▼
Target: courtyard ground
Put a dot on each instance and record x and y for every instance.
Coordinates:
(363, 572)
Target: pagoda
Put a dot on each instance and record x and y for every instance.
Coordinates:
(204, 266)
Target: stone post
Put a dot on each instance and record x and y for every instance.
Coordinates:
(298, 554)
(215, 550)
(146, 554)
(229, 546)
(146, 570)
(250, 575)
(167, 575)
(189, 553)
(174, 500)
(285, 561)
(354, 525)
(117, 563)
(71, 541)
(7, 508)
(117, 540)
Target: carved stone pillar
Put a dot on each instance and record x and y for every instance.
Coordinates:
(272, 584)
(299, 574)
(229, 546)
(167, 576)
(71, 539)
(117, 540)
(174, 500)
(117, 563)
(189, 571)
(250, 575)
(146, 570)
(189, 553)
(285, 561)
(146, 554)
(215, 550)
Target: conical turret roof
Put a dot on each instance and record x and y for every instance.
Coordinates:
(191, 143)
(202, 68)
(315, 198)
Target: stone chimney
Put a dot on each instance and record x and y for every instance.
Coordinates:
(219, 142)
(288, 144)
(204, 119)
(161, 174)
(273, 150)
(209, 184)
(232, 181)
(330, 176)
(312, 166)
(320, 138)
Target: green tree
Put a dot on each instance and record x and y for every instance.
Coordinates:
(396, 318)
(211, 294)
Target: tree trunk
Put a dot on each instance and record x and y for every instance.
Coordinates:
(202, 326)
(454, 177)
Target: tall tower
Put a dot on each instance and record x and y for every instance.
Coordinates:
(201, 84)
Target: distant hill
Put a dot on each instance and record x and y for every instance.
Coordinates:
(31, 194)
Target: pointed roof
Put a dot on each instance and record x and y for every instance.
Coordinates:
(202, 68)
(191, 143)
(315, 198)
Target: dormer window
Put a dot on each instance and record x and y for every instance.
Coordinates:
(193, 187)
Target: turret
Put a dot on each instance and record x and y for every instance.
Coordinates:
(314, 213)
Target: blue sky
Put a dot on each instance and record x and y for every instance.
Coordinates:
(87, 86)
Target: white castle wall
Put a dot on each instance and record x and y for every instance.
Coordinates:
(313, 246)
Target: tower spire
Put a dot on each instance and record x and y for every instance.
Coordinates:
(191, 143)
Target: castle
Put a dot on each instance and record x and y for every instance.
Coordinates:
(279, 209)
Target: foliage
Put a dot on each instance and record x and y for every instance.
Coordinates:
▲
◆ WORK TASK
Copy exactly the lines from the top of the entries through the line with "Target: conical turret roof" in it, please, keeping both ends and adding nothing.

◆ TASK RESULT
Target: courtyard ground
Put a dot on each instance and record x and y for every instance.
Coordinates:
(363, 572)
Target: pagoda
Put a dot on each instance and record x and y for every instance.
Coordinates:
(204, 266)
Target: stone post
Put a dot on each instance and record x and y for every instance.
Coordinates:
(298, 554)
(215, 550)
(146, 554)
(229, 546)
(146, 570)
(250, 575)
(167, 575)
(189, 553)
(174, 500)
(285, 561)
(354, 525)
(117, 563)
(71, 541)
(7, 508)
(117, 540)
Target: carved stone pillar
Put a dot on each instance and record x and y for every instance.
Coordinates:
(272, 584)
(299, 574)
(229, 546)
(167, 576)
(71, 539)
(117, 540)
(174, 500)
(117, 563)
(189, 571)
(250, 575)
(146, 570)
(189, 553)
(285, 561)
(146, 554)
(215, 550)
Target: conical turret roof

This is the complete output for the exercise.